Mass ATV Association, Inc.
BYLAWS
(as ratified on 9/28/2005)
ARTICLE I. - Purpose
Section 1. The purpose of the Mass ATV Association,
Inc. is to stimulate and advance the general welfare and
safety of ORV
(1)
recreation, to serve the interest of ORV owners, to educate such owners
about discriminatory legislation, regulations and burdensome taxation,
to develop a fraternal spirit among local ORV and other outdoor
enthusiasts, to hold ORV related recreational, social, volunteer and
educational events, to provide a medium for the exchange of ORV
information, to own or lease property for Association uses, and to
perform all desirable and lawful functions for the successful operation
of the Association and in the general public interest.
ARTICLE II. - Membership
Section 1. Membership in the Association shall consist of the
following classes:
a) a. Active Members
b) b. Associate Members (non- voting group or business
sponsors)
Section 2. Active membership is available to all adult owners or
riders of Off Road Vehicles. For purposes of Association Membership, an
adult shall be defined as a person eighteen years or older, possessing a
valid driver’s license issued to them by their State of Residence. The
Association may choose to offer discounted membership to Family Groups.
Non-adult Family Group Members may be issued Junior membership cards.
Junior membership card holders will not be voting members and may
participate in Association activities only with adult supervision and
written parental permission as may be deemed appropriate by the Board of
Directors.

● **Problem statement**: Please copy out the part of the bylaws that opens with the words containing "ARTICLE II. - Membership" and closes with "to Family Groups.", renaming "eighteen" as "twenty-one".

(Dataset entries)
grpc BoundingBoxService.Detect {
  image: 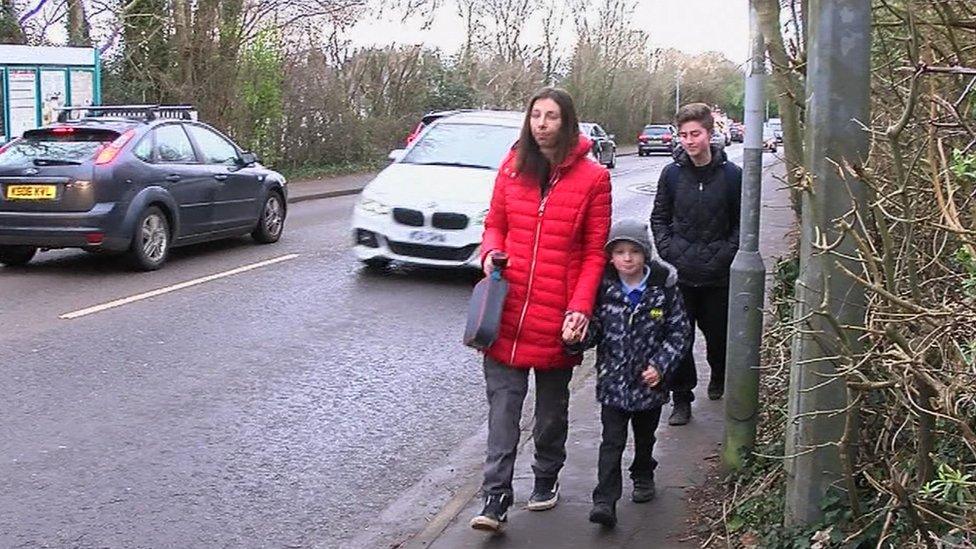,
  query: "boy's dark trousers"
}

[668,284,729,402]
[593,405,661,504]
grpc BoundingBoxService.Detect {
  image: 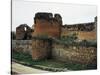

● **Result of the exercise**:
ARTICLE II. - Membership
Section 1. Membership in the Association shall consist of the
following classes:
a) a. Active Members
b) b. Associate Members (non- voting group or business
sponsors)
Section 2. Active membership is available to all adult owners or
riders of Off Road Vehicles. For purposes of Association Membership, an
adult shall be defined as a person twenty-one years or older, possessing a
valid driver’s license issued to them by their State of Residence. The
Association may choose to offer discounted membership to Family Groups.